Dataset excerpt
---
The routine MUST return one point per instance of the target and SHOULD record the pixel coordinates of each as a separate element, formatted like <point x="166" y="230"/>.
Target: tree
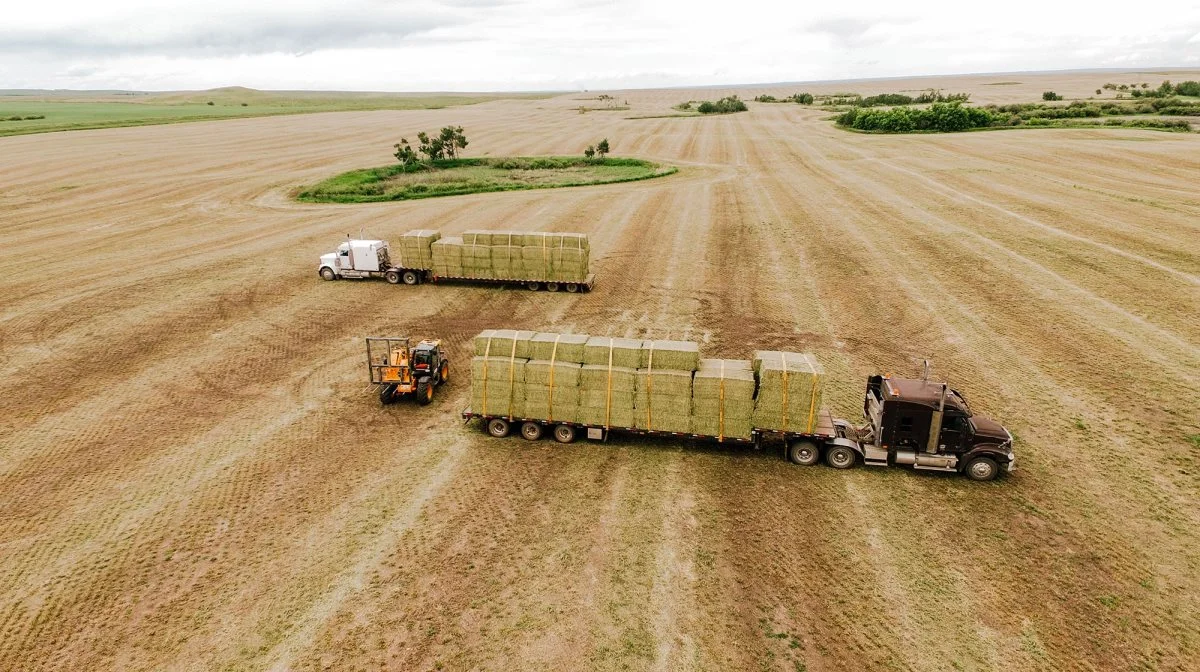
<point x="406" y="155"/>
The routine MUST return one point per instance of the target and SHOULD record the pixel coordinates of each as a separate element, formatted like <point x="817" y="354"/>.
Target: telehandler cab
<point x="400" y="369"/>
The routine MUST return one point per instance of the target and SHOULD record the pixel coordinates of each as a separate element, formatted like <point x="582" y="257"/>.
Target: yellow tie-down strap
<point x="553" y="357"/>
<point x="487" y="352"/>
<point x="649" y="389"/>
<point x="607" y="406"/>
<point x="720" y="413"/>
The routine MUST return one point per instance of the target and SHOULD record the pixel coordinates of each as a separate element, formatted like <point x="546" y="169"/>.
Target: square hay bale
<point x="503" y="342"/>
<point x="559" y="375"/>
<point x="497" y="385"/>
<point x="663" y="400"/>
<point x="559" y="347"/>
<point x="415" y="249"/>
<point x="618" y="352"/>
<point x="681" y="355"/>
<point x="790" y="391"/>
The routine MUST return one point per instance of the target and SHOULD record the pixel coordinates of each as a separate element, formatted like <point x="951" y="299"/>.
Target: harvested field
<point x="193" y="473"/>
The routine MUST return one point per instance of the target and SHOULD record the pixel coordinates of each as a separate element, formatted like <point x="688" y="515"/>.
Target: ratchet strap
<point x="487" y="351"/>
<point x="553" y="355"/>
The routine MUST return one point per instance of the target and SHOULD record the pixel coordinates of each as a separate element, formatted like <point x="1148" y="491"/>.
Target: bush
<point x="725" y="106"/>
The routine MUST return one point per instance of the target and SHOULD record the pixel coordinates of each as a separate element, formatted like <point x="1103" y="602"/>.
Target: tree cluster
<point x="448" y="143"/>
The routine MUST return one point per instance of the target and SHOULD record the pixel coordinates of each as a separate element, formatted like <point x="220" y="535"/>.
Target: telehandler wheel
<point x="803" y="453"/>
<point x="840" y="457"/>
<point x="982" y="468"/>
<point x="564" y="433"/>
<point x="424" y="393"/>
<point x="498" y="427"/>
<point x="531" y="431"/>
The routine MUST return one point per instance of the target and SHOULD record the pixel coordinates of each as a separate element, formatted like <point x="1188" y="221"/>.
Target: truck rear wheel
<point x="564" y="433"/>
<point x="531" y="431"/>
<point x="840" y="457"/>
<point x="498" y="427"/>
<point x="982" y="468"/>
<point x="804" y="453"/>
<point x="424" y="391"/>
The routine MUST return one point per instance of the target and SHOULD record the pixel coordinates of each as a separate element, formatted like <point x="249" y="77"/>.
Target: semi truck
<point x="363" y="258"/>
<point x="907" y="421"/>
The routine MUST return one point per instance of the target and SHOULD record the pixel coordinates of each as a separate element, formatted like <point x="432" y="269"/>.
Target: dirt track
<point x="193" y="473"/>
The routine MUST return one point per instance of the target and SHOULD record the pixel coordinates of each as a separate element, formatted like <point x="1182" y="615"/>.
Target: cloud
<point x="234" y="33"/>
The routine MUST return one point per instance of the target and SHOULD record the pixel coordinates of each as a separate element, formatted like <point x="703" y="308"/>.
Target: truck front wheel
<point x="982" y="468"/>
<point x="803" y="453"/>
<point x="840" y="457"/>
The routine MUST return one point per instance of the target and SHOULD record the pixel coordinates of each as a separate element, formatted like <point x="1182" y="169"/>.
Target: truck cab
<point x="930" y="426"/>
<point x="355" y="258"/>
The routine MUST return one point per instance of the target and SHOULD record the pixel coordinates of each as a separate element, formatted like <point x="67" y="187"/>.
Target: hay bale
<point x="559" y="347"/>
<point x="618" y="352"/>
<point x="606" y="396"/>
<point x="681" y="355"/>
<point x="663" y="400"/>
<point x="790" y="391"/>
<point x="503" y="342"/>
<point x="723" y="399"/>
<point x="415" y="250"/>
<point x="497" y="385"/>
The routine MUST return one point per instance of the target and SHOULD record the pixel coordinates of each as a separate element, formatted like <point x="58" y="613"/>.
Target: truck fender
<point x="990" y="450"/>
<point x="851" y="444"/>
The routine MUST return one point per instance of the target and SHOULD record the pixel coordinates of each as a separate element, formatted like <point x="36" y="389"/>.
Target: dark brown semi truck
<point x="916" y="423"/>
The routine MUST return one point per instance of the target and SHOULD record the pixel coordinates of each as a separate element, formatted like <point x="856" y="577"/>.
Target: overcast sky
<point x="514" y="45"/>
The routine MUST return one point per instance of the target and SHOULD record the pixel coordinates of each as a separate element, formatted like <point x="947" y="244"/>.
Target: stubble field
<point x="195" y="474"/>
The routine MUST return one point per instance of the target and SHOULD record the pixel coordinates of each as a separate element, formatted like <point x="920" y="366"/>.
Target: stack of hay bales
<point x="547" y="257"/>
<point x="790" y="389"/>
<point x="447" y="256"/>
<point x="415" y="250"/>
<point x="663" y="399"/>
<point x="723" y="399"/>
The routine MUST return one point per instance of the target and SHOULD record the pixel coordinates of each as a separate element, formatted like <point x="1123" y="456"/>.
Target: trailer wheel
---
◆ **AIM OF THE EXERCISE**: Every line of the data above should be quoted exactly. Omit the pictures.

◆ **SOLUTION TO THE PROBLEM**:
The routine MUST return one point per instance of the target and SHOULD record the pixel coordinates of each as a separate element, formatted like <point x="166" y="230"/>.
Target: tree
<point x="406" y="155"/>
The routine MUST return one point per instance of the target and SHOULD record the pixel coordinates of each as a separate element, formatted like <point x="817" y="354"/>.
Target: telehandler cab
<point x="400" y="369"/>
The routine MUST return one point per instance of the target and SHOULD record the pixel coordinates of each as a separate element, formatted like <point x="582" y="257"/>.
Target: yellow tie-down strap
<point x="553" y="357"/>
<point x="487" y="352"/>
<point x="649" y="389"/>
<point x="607" y="406"/>
<point x="720" y="413"/>
The routine MUST return one point per instance of the target and SHOULD record the pixel coordinates of each as a separate element, formatted like <point x="546" y="169"/>.
Target: square hay bale
<point x="503" y="342"/>
<point x="559" y="375"/>
<point x="497" y="385"/>
<point x="663" y="400"/>
<point x="559" y="347"/>
<point x="415" y="249"/>
<point x="618" y="352"/>
<point x="681" y="355"/>
<point x="790" y="391"/>
The routine MUST return one point per instance of the target and SHOULD record the pixel coordinates of each as a separate element, formatted like <point x="951" y="299"/>.
Target: harvested field
<point x="193" y="473"/>
The routine MUST return one point per instance of the target and SHOULD record the pixel coordinates of each as a separate element, formatted like <point x="688" y="515"/>.
Target: ratchet strap
<point x="487" y="351"/>
<point x="553" y="355"/>
The routine MUST return one point per instance of the target and SHOULD record the pixel coordinates of each as a separate element, formatted like <point x="1148" y="491"/>.
Target: bush
<point x="725" y="106"/>
The routine MUST return one point per instance of the target and SHOULD record the pixel coordinates of each as a separate element, formatted like <point x="1103" y="602"/>.
Target: tree cluster
<point x="448" y="143"/>
The routine MUST return one point per instance of the target and SHOULD record the pixel coordinates of each as a separate element, formatted like <point x="220" y="535"/>.
Target: telehandler wheel
<point x="803" y="453"/>
<point x="840" y="457"/>
<point x="982" y="468"/>
<point x="564" y="433"/>
<point x="424" y="393"/>
<point x="498" y="427"/>
<point x="531" y="431"/>
The routine MUST return one point per instance of the target and SHOULD record the pixel coordinates of each as a separate element, formatted like <point x="1188" y="221"/>.
Target: truck rear wheel
<point x="564" y="433"/>
<point x="531" y="431"/>
<point x="840" y="457"/>
<point x="498" y="427"/>
<point x="982" y="468"/>
<point x="804" y="453"/>
<point x="424" y="391"/>
The routine MUST return one point per instance of the target and SHOULD record the pixel coordinates of each as a separate element, formatted like <point x="249" y="77"/>.
Target: semi truck
<point x="363" y="258"/>
<point x="907" y="421"/>
The routine MUST return one point per instance of the target and SHOULD record the pixel coordinates of each as a separate element, formatted like <point x="432" y="269"/>.
Target: dirt track
<point x="193" y="473"/>
The routine MUST return one point per instance of the target and SHOULD record the pixel coordinates of each as a separate element, formatted like <point x="1182" y="615"/>.
Target: cloud
<point x="234" y="33"/>
The routine MUST return one point per instance of the target and SHOULD record the pixel coordinates of each as a separate element, formatted like <point x="703" y="308"/>.
Target: truck front wheel
<point x="982" y="468"/>
<point x="803" y="453"/>
<point x="840" y="457"/>
The routine MUST return one point per instance of the target and SHOULD record the pixel coordinates of each as a separate element, formatted like <point x="1182" y="169"/>.
Target: truck cab
<point x="930" y="426"/>
<point x="355" y="258"/>
The routine MUST return one point per instance of the target and SHOULD record the pixel coordinates of each as a separate element, formatted like <point x="67" y="187"/>.
Target: hay bale
<point x="559" y="347"/>
<point x="618" y="352"/>
<point x="606" y="396"/>
<point x="681" y="355"/>
<point x="663" y="400"/>
<point x="790" y="391"/>
<point x="503" y="342"/>
<point x="723" y="399"/>
<point x="415" y="250"/>
<point x="497" y="385"/>
The routine MUST return one point per instance of the target and SHOULD record the pixel coordinates of each as a separate element, formatted like <point x="58" y="613"/>.
Target: truck fender
<point x="990" y="450"/>
<point x="851" y="444"/>
The routine MUST return one point per instance of the target and SHOULD record the pixel coordinates of each as a separate element, formatted like <point x="36" y="389"/>.
Target: dark brown semi truck
<point x="916" y="423"/>
The routine MUST return one point per instance of the target and SHOULD record the pixel coordinates of each as a separate element, formatted like <point x="856" y="577"/>.
Target: overcast sky
<point x="514" y="45"/>
The routine MUST return one point per instance of the target and SHOULD record the pixel coordinates of each as a separate element, formatted like <point x="947" y="244"/>.
Target: stubble field
<point x="195" y="474"/>
The routine MUST return one point per instance of the target and SHOULD record the pixel coordinates of each as a separate element, formatted like <point x="920" y="366"/>.
Target: stack of hay bales
<point x="547" y="257"/>
<point x="790" y="389"/>
<point x="447" y="256"/>
<point x="415" y="250"/>
<point x="663" y="399"/>
<point x="723" y="399"/>
The routine MUST return one point per instance of the target and SHOULD record the pixel coordinates of each as a separate element, formatted like <point x="1123" y="456"/>.
Target: trailer wheel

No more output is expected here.